___ The input
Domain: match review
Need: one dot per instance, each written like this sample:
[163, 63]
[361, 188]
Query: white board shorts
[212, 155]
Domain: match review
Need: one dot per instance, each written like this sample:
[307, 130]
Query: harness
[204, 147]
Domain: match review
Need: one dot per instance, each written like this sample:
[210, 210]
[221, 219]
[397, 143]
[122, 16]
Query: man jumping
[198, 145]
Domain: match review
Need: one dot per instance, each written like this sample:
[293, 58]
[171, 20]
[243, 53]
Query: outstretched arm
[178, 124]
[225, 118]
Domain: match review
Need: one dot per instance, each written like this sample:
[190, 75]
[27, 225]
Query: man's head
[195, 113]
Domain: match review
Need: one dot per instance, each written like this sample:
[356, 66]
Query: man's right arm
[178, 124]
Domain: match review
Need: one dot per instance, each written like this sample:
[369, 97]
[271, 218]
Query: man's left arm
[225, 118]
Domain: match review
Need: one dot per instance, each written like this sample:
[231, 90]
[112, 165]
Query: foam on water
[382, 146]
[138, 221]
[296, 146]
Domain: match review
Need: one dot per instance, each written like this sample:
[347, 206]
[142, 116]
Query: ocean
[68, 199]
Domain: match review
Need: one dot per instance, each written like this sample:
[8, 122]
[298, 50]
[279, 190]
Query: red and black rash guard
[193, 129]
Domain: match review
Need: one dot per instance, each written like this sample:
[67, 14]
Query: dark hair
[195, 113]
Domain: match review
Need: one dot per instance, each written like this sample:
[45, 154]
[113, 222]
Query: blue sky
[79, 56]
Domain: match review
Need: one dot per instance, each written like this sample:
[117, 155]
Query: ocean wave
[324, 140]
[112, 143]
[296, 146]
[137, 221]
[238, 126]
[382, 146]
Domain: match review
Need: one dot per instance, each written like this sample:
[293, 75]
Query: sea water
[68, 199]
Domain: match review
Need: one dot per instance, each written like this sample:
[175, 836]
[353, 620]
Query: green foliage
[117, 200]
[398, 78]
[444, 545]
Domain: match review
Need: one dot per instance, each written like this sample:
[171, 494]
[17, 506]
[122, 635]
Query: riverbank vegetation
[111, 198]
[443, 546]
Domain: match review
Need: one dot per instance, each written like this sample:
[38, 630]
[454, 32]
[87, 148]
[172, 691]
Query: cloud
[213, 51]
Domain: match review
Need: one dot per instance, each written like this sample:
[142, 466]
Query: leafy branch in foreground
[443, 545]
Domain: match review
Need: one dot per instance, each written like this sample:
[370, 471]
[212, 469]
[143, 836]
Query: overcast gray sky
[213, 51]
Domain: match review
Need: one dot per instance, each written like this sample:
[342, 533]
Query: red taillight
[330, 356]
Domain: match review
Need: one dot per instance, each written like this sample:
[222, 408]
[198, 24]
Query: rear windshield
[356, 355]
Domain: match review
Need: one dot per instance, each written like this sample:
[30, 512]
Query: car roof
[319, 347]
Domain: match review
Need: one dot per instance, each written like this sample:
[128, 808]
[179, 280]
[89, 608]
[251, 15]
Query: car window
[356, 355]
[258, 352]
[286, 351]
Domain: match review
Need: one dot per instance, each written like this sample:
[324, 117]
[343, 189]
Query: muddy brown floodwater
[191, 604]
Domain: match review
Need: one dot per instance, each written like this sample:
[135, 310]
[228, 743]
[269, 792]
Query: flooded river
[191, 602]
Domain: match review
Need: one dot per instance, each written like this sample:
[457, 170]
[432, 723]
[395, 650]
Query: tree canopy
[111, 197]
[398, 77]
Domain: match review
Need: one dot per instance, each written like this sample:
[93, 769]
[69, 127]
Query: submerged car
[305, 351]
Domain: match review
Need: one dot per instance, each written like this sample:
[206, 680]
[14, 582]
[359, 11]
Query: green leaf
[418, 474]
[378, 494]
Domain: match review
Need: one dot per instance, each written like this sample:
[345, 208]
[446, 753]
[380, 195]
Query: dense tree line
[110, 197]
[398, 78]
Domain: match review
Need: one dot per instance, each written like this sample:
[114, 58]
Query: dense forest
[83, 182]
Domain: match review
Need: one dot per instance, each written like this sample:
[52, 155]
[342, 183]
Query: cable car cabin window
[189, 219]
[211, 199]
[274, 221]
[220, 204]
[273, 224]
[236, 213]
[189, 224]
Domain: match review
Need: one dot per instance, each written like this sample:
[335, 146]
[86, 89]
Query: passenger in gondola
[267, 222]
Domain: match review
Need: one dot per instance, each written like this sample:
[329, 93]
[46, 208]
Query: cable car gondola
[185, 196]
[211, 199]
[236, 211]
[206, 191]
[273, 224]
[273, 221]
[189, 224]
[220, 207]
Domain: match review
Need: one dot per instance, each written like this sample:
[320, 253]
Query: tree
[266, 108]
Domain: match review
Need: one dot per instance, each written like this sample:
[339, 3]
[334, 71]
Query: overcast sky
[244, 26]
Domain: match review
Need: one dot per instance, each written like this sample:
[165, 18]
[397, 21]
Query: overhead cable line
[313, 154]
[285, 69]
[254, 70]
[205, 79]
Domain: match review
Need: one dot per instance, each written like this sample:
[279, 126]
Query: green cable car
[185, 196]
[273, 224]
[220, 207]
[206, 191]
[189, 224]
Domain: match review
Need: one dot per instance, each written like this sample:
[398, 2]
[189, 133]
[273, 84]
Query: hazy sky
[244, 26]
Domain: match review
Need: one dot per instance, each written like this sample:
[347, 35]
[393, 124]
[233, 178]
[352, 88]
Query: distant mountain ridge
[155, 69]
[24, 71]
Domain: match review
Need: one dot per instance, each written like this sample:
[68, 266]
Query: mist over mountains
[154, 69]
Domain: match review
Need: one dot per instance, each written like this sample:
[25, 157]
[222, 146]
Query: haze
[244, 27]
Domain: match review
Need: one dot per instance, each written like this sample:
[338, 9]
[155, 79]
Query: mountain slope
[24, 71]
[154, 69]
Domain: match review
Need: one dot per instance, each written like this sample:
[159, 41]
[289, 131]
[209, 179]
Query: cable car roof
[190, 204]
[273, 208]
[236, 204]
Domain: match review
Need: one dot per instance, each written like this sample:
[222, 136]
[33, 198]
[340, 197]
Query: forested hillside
______
■ **Activity**: Each entry should be retyped exactly as given.

■ **Finished task**:
Domain: match review
Need: one dot per instance, each written like this sample:
[163, 63]
[361, 188]
Query: white board shorts
[212, 155]
Domain: match review
Need: one dot per instance, each written like this sample:
[307, 130]
Query: harness
[204, 147]
Domain: match review
Need: one dot per instance, each written like this sample:
[210, 210]
[221, 219]
[397, 143]
[122, 16]
Query: man jumping
[198, 145]
Domain: match review
Need: one dot per instance, each written like this sample:
[293, 58]
[171, 20]
[243, 53]
Query: outstretched arm
[178, 124]
[225, 118]
Domain: match review
Need: one dot per instance, each written like this sample:
[190, 75]
[27, 225]
Query: man's head
[195, 113]
Domain: match review
Need: one dot per instance, each written like this sample:
[356, 66]
Query: man's right arm
[178, 124]
Domain: match review
Need: one dot per instance, each written like this sample:
[369, 97]
[271, 218]
Query: man's left arm
[225, 118]
Domain: match review
Need: one dot per instance, each written like this sample:
[231, 90]
[112, 165]
Query: foam on water
[382, 146]
[138, 221]
[296, 146]
Domain: match review
Need: one dot per instance, each written like this sample:
[347, 206]
[142, 116]
Query: ocean
[68, 199]
Domain: match review
Need: one dot per instance, each written like this sample:
[8, 122]
[298, 50]
[279, 190]
Query: red and black rash guard
[193, 129]
Domain: match review
Need: one dot per instance, each written like this sample:
[67, 14]
Query: dark hair
[195, 113]
Domain: match review
Need: one dot per instance, each written like this sample:
[45, 154]
[113, 222]
Query: blue sky
[79, 56]
Domain: match review
Need: one dot per instance, each written like this sample:
[117, 155]
Query: ocean wave
[324, 140]
[112, 143]
[296, 146]
[137, 221]
[238, 126]
[382, 146]
Domain: match review
Need: one dot per instance, each written like this sample:
[293, 75]
Query: sea water
[68, 199]
Domain: match review
Need: one dot per instance, each written like this sample:
[175, 836]
[353, 620]
Query: green foliage
[117, 200]
[398, 78]
[444, 545]
Domain: match review
Need: one dot per instance, each written like this sample:
[171, 494]
[17, 506]
[122, 635]
Query: riverbank vegetation
[111, 198]
[443, 546]
Domain: match review
Need: one dot per instance, each written like this sample:
[38, 630]
[454, 32]
[87, 148]
[172, 691]
Query: cloud
[213, 51]
Domain: match review
Need: one dot per instance, each written like this sample:
[142, 466]
Query: leafy branch in foreground
[443, 545]
Domain: match review
Need: one dot per instance, each written like this sample:
[370, 471]
[212, 469]
[143, 836]
Query: overcast gray sky
[213, 51]
Domain: match review
Need: one dot per instance, each written like this sample:
[342, 533]
Query: red taillight
[330, 356]
Domain: match review
Need: one dot per instance, each written like this sample:
[222, 408]
[198, 24]
Query: rear windshield
[356, 355]
Domain: match review
Need: one dot per instance, each written like this sample:
[30, 512]
Query: car roof
[319, 347]
Domain: match review
Need: one dot per instance, each written like this sample:
[128, 808]
[179, 280]
[89, 608]
[251, 15]
Query: car window
[356, 355]
[258, 352]
[286, 351]
Domain: match review
Need: one dot per instance, each written like this sample:
[324, 117]
[343, 189]
Query: muddy brown floodwater
[191, 604]
Domain: match review
Need: one dot per instance, each written like this sample:
[135, 310]
[228, 743]
[269, 792]
Query: flooded river
[191, 602]
Domain: match review
Need: one dot per instance, each written like this sample:
[457, 170]
[432, 723]
[395, 650]
Query: tree canopy
[111, 197]
[398, 77]
Domain: match review
Need: one dot per instance, each written like this sample:
[93, 769]
[69, 127]
Query: submerged car
[305, 351]
Domain: match review
Need: one dot per instance, each written like this sample:
[206, 680]
[14, 582]
[359, 11]
Query: green leaf
[418, 474]
[378, 494]
Domain: match review
Need: one dot per instance, each written like this sample:
[345, 208]
[446, 753]
[380, 195]
Query: dense tree line
[110, 197]
[398, 78]
Domain: match review
Need: one dot per instance, each written like this sample:
[114, 58]
Query: dense forest
[83, 182]
Domain: match review
Need: one dot per instance, each written like this sample:
[52, 155]
[342, 183]
Query: cable car cabin window
[189, 219]
[211, 199]
[274, 221]
[220, 204]
[273, 224]
[236, 213]
[189, 224]
Domain: match review
Need: one dot per instance, each written like this sample:
[335, 146]
[86, 89]
Query: passenger in gondola
[267, 222]
Domain: match review
Need: one dot per instance, each written like this sample:
[329, 93]
[46, 208]
Query: cable car gondola
[185, 196]
[211, 199]
[236, 211]
[206, 191]
[273, 224]
[273, 221]
[189, 224]
[220, 207]
Domain: match review
Need: one dot per instance, each written like this sample:
[320, 253]
Query: tree
[266, 108]
Domain: match review
Need: one dot per instance, each written like this sample:
[339, 3]
[334, 71]
Query: overcast sky
[244, 26]
Domain: match review
Need: one dot per instance, each written like this sample:
[165, 18]
[397, 21]
Query: overhead cable line
[313, 154]
[285, 69]
[254, 70]
[205, 79]
Domain: match review
Need: one dot per instance, each written like this sample:
[279, 126]
Query: green cable car
[185, 196]
[273, 224]
[220, 207]
[206, 191]
[189, 224]
Domain: match review
Need: one dot per instance, each written like this sample:
[398, 2]
[189, 133]
[273, 84]
Query: hazy sky
[244, 26]
Domain: match review
Need: one dot per instance, each written like this sample:
[347, 35]
[393, 124]
[233, 178]
[352, 88]
Query: distant mountain ridge
[155, 69]
[24, 71]
Domain: match review
Need: one dot per instance, each written like this sample:
[68, 266]
Query: mist over mountains
[154, 69]
Domain: match review
Need: one dot per instance, each written like this sample:
[25, 157]
[222, 146]
Query: haze
[244, 27]
Domain: match review
Need: one dot per instance, each written like this sample:
[338, 9]
[155, 79]
Query: mountain slope
[24, 71]
[154, 69]
Domain: match review
Need: one dot per instance, each written like this sample:
[159, 41]
[289, 131]
[209, 179]
Query: cable car roof
[190, 204]
[273, 208]
[236, 204]
Domain: match review
Need: one dot per instance, each written like this sample:
[222, 136]
[33, 198]
[340, 197]
Query: forested hillside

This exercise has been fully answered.